» **TASK DETAILS**
Having read the records, set them all down exactly as they appear.

» **Saved entries**
╔══
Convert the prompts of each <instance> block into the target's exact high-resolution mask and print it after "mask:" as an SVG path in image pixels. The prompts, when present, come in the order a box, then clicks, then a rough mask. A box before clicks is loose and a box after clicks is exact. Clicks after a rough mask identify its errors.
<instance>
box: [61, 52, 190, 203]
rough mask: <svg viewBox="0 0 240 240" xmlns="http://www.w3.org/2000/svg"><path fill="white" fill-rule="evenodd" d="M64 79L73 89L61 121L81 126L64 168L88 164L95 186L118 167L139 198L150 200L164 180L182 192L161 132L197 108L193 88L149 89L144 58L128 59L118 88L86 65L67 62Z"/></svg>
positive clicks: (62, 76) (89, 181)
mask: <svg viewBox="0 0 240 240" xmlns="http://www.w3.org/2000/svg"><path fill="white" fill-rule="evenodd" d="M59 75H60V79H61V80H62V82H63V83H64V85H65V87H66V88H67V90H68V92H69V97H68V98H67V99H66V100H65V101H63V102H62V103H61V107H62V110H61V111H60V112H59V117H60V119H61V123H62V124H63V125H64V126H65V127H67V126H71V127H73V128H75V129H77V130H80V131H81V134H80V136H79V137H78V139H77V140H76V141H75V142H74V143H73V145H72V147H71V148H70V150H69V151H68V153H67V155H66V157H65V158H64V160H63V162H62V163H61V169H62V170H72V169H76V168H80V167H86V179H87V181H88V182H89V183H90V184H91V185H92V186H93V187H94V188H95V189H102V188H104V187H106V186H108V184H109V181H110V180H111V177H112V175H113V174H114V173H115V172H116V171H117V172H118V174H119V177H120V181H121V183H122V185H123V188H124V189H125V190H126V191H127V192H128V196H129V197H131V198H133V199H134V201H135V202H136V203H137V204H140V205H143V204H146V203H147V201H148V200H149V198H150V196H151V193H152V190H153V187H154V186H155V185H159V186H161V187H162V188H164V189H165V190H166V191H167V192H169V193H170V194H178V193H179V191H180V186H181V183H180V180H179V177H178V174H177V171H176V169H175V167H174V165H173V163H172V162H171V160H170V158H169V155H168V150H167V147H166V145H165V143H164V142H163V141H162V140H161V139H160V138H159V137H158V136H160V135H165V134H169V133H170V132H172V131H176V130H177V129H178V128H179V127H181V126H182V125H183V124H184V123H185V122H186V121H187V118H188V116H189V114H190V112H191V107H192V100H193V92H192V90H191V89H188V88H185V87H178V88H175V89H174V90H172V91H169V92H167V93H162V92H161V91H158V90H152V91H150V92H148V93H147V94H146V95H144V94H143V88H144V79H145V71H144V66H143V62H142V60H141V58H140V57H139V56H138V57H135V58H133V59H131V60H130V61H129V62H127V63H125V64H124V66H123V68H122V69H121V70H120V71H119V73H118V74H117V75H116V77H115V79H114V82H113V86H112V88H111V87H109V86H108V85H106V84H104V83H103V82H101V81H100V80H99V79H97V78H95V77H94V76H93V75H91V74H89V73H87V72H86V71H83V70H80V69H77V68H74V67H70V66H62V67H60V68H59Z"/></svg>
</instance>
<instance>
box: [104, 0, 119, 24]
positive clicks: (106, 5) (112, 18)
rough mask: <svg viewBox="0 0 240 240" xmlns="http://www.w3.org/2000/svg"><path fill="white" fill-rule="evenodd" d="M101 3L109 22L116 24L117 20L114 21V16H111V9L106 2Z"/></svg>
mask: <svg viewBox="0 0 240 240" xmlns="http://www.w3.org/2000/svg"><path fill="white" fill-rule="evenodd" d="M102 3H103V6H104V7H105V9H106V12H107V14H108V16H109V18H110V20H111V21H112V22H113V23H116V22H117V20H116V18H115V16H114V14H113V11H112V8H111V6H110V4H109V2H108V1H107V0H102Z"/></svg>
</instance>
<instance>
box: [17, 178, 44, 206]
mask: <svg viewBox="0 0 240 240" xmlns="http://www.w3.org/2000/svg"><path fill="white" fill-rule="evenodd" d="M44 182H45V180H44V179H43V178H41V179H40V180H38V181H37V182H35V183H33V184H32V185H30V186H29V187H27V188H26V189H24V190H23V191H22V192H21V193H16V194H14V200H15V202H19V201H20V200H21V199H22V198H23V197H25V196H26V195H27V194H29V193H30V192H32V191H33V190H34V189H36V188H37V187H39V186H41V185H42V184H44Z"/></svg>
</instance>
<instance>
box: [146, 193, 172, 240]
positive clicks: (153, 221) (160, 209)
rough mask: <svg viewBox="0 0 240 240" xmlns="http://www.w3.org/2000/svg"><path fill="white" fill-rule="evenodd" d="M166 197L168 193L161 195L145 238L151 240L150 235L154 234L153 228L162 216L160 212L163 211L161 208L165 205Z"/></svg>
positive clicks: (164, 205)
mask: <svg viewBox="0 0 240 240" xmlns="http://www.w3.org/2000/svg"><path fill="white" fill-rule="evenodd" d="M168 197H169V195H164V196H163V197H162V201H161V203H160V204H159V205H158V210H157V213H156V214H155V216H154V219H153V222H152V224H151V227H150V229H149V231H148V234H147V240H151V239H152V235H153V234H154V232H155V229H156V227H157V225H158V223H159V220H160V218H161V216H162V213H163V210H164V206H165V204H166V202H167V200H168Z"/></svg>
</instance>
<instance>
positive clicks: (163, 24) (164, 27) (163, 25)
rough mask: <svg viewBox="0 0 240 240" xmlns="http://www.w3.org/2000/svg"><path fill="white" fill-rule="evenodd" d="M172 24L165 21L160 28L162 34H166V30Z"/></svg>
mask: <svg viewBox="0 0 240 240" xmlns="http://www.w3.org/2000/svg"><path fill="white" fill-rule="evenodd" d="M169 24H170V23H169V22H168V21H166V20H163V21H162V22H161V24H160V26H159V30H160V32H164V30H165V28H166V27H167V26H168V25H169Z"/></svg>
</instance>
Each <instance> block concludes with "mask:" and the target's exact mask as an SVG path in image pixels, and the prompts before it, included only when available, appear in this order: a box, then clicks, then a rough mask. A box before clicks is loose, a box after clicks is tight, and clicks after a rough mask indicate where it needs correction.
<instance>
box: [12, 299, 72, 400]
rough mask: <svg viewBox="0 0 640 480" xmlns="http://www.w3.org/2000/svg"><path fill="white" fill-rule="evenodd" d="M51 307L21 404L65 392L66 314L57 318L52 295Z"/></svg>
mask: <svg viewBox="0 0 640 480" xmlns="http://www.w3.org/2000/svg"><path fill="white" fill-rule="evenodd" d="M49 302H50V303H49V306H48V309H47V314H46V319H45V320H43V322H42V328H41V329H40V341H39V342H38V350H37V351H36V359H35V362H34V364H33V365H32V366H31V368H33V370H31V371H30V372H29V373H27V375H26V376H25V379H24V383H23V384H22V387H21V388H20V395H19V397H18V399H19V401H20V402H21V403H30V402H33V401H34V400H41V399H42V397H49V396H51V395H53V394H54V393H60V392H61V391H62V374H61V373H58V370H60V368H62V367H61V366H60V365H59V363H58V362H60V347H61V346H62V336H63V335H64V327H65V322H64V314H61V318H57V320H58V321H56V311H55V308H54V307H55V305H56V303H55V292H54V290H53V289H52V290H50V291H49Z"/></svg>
╚══
» **ANSWER BELOW**
Convert the prompts of each <instance> block into the target's exact high-resolution mask and print it after "mask:" as an SVG path in image pixels. The prompts, when present, come in the order a box, then clicks, then a rough mask. A box before clicks is loose and a box after clicks is exact. Clicks after a rough mask identify its errors.
<instance>
box: [61, 52, 190, 203]
rough mask: <svg viewBox="0 0 240 240" xmlns="http://www.w3.org/2000/svg"><path fill="white" fill-rule="evenodd" d="M64 79L73 89L61 121L81 126L64 168L88 164L95 186L118 167L139 198L150 200L164 180L182 192L161 132L197 108L193 88L149 89L144 58L128 59L118 88L86 65L67 62Z"/></svg>
positive clicks: (62, 76) (89, 181)
mask: <svg viewBox="0 0 240 240" xmlns="http://www.w3.org/2000/svg"><path fill="white" fill-rule="evenodd" d="M59 75H60V79H61V80H62V82H63V83H64V85H65V87H66V88H67V90H68V92H69V97H68V98H67V99H66V100H65V101H63V102H62V103H61V107H62V110H61V111H60V112H59V117H60V119H61V123H62V124H63V125H64V126H65V127H67V126H71V127H73V128H75V129H77V130H80V131H81V134H80V136H79V137H78V139H77V140H76V141H75V142H74V143H73V145H72V147H71V148H70V150H69V151H68V153H67V155H66V157H65V158H64V160H63V162H62V163H61V169H62V170H72V169H76V168H80V167H86V179H87V181H88V182H89V183H90V184H91V185H92V186H93V187H94V188H95V189H102V188H104V187H106V186H108V184H109V181H110V180H111V177H112V175H113V174H114V173H115V172H116V171H117V172H118V174H119V177H120V181H121V183H122V185H123V188H124V189H125V190H126V191H127V192H128V196H129V197H131V198H133V199H134V201H135V202H136V203H137V204H140V205H143V204H146V203H147V201H148V200H149V198H150V196H151V193H152V190H153V187H154V186H155V185H159V186H161V187H162V188H164V189H165V190H166V191H167V192H169V193H170V194H178V193H179V191H180V186H181V183H180V180H179V177H178V174H177V171H176V169H175V167H174V165H173V163H172V162H171V160H170V158H169V155H168V150H167V147H166V145H165V143H164V142H163V141H162V140H161V139H160V138H159V137H158V136H160V135H165V134H169V133H170V132H172V131H176V130H177V129H178V128H179V127H181V126H182V125H183V124H184V123H185V122H186V121H187V118H188V116H189V114H190V112H191V107H192V100H193V92H192V90H191V89H188V88H185V87H178V88H175V89H174V90H172V91H169V92H167V93H162V92H161V91H158V90H152V91H150V92H148V93H147V94H146V95H144V94H143V88H144V79H145V71H144V66H143V62H142V60H141V58H140V57H139V56H138V57H135V58H133V59H131V60H130V61H129V62H127V63H125V64H124V66H123V68H122V69H121V70H120V71H119V73H118V74H117V75H116V77H115V79H114V82H113V86H112V88H111V87H109V86H108V85H106V84H104V83H103V82H101V81H100V80H99V79H97V78H95V77H94V76H93V75H91V74H89V73H87V72H86V71H83V70H80V69H77V68H74V67H70V66H62V67H60V68H59Z"/></svg>
</instance>
<instance>
box: [104, 0, 119, 24]
positive clicks: (106, 5) (112, 18)
rough mask: <svg viewBox="0 0 240 240" xmlns="http://www.w3.org/2000/svg"><path fill="white" fill-rule="evenodd" d="M101 3L109 22L116 24L117 20L114 21V16H111V9L106 2Z"/></svg>
mask: <svg viewBox="0 0 240 240" xmlns="http://www.w3.org/2000/svg"><path fill="white" fill-rule="evenodd" d="M102 3H103V6H104V7H105V9H106V12H107V14H108V16H109V18H110V20H111V21H112V22H113V23H116V22H117V20H116V18H115V16H114V14H113V11H112V8H111V6H110V4H109V2H108V1H107V0H102Z"/></svg>
</instance>
<instance>
box: [17, 178, 44, 206]
mask: <svg viewBox="0 0 240 240" xmlns="http://www.w3.org/2000/svg"><path fill="white" fill-rule="evenodd" d="M44 182H45V180H44V179H43V178H41V179H40V180H38V181H37V182H35V183H33V184H32V185H30V186H29V187H27V188H26V189H24V190H23V191H22V192H21V193H16V194H14V200H15V202H19V201H20V200H21V199H22V198H23V197H25V196H26V195H27V194H29V193H30V192H32V191H33V190H34V189H36V188H37V187H39V186H41V185H42V184H44Z"/></svg>
</instance>
<instance>
box: [146, 193, 172, 240]
positive clicks: (153, 221) (160, 209)
rough mask: <svg viewBox="0 0 240 240" xmlns="http://www.w3.org/2000/svg"><path fill="white" fill-rule="evenodd" d="M166 197L168 193L161 195L145 238L151 240L150 235L154 234L153 228L162 216L160 212L163 211L161 208L165 205Z"/></svg>
positive clicks: (164, 205)
mask: <svg viewBox="0 0 240 240" xmlns="http://www.w3.org/2000/svg"><path fill="white" fill-rule="evenodd" d="M168 197H169V195H164V196H163V197H162V201H161V203H160V204H159V205H158V210H157V213H156V214H155V216H154V219H153V222H152V224H151V227H150V229H149V231H148V234H147V240H151V239H152V235H153V234H154V232H155V229H156V227H157V225H158V223H159V220H160V218H161V216H162V213H163V210H164V206H165V204H166V202H167V200H168Z"/></svg>
</instance>
<instance>
positive clicks: (163, 24) (164, 27) (163, 25)
rough mask: <svg viewBox="0 0 240 240" xmlns="http://www.w3.org/2000/svg"><path fill="white" fill-rule="evenodd" d="M172 24L165 21L160 28L162 34H166V30Z"/></svg>
mask: <svg viewBox="0 0 240 240" xmlns="http://www.w3.org/2000/svg"><path fill="white" fill-rule="evenodd" d="M169 24H170V23H169V22H168V21H166V20H163V21H162V22H161V24H160V26H159V30H160V32H164V30H165V28H166V27H167V26H168V25H169Z"/></svg>
</instance>
Each <instance> block concludes with "mask:" and the target's exact mask as an SVG path in image pixels, and the prompts before it, included only when available, appear in this order: a box, then clicks, then a rough mask. A box before clicks is loose, a box after clicks is tight, and clicks after a rough mask indicate where it needs correction.
<instance>
box: [12, 299, 72, 400]
rough mask: <svg viewBox="0 0 640 480" xmlns="http://www.w3.org/2000/svg"><path fill="white" fill-rule="evenodd" d="M51 307L21 404L65 392L66 314L57 318L52 295Z"/></svg>
mask: <svg viewBox="0 0 640 480" xmlns="http://www.w3.org/2000/svg"><path fill="white" fill-rule="evenodd" d="M49 302H50V303H49V306H48V309H47V314H46V319H45V320H43V322H42V328H41V329H40V341H39V342H38V350H37V351H36V359H35V362H34V364H33V365H32V366H31V368H33V370H31V371H30V372H29V373H27V375H26V376H25V379H24V383H23V384H22V387H21V388H20V395H19V397H18V399H19V401H20V402H21V403H30V402H33V401H34V400H41V399H42V397H49V396H51V395H53V394H54V393H60V392H61V391H62V374H61V373H58V370H60V368H62V367H61V366H60V365H59V363H58V362H60V347H61V346H62V336H63V335H64V327H65V322H64V314H61V318H57V320H58V321H56V311H55V308H54V307H55V305H56V303H55V292H54V290H53V289H52V290H50V291H49Z"/></svg>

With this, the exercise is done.